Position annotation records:
§

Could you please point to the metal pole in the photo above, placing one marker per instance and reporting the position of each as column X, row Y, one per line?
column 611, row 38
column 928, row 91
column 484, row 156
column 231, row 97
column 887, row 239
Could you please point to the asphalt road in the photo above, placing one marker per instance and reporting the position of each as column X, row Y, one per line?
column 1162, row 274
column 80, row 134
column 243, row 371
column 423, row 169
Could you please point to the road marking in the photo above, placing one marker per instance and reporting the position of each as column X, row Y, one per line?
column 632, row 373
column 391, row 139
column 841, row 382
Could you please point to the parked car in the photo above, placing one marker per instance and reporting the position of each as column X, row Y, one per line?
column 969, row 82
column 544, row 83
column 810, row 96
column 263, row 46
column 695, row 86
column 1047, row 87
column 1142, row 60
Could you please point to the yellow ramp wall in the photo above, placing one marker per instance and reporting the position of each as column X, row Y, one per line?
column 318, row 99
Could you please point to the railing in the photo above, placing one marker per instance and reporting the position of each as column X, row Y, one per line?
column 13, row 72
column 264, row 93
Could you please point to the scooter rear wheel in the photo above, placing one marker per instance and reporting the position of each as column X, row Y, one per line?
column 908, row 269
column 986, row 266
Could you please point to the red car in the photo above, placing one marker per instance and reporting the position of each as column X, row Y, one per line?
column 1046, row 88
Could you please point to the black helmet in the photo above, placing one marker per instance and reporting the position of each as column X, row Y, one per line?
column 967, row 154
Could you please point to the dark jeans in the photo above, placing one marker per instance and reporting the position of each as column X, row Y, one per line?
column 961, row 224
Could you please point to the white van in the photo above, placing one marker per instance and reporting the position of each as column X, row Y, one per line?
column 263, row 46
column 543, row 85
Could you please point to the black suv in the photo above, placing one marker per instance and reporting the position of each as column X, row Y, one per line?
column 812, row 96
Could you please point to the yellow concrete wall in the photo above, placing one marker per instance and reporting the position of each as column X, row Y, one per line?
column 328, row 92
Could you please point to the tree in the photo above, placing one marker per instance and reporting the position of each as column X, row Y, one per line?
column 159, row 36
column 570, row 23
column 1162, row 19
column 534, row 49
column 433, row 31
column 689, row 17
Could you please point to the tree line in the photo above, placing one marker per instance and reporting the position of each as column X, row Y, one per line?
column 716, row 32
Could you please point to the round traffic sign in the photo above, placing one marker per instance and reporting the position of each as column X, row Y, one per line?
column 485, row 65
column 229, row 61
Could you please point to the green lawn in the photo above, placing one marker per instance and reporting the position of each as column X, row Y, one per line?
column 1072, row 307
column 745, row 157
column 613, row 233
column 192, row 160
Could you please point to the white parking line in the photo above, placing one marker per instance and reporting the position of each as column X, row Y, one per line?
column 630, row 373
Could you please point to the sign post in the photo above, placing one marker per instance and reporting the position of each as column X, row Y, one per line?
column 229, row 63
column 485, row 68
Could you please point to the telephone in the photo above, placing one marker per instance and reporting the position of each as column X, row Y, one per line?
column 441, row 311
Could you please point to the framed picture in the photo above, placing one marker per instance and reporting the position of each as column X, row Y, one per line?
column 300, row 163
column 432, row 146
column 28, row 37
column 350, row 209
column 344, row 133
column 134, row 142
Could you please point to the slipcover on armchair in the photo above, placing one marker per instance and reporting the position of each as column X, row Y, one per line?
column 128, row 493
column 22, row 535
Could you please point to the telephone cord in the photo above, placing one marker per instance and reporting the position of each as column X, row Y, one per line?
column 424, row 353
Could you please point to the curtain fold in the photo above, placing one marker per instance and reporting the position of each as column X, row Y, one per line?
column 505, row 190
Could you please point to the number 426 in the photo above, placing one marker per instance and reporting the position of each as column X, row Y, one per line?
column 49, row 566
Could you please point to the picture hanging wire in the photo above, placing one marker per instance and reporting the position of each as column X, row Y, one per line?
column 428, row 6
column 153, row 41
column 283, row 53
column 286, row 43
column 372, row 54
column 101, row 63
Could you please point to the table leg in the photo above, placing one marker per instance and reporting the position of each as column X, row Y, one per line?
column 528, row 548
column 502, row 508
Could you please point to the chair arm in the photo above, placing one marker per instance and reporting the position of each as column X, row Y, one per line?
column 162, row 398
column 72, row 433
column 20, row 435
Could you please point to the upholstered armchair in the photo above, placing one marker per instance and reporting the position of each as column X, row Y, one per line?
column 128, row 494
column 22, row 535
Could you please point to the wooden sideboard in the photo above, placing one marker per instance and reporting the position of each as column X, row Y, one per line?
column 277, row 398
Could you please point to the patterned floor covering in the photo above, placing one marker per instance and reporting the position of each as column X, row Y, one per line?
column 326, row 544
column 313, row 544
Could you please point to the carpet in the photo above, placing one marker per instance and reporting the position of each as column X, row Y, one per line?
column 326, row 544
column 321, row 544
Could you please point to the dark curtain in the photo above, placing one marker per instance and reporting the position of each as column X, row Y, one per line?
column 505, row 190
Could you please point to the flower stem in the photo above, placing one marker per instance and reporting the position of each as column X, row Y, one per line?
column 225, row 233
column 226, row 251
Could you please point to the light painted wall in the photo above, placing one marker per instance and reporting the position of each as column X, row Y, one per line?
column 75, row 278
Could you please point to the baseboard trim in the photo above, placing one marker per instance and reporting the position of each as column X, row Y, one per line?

§

WHAT YOU NEED TO DO: Output, as a numbered list with blank lines omitted, the lines of the listing above from the line containing "Could you please point to the yellow concrete" up to and including the line containing "column 689, row 17".

SOLUTION TO THE PROBLEM:
1. Could you please point to the yellow concrete wall in the photo above, placing one marker per instance and reporting the position of each as column X, row Y, one per line?
2. column 328, row 92
3. Could you please point to the tree in the photo above, placing one marker per instance and reporting the position of each as column X, row Y, one per line?
4. column 159, row 36
5. column 570, row 23
6. column 1162, row 19
7. column 534, row 49
8. column 433, row 31
9. column 689, row 17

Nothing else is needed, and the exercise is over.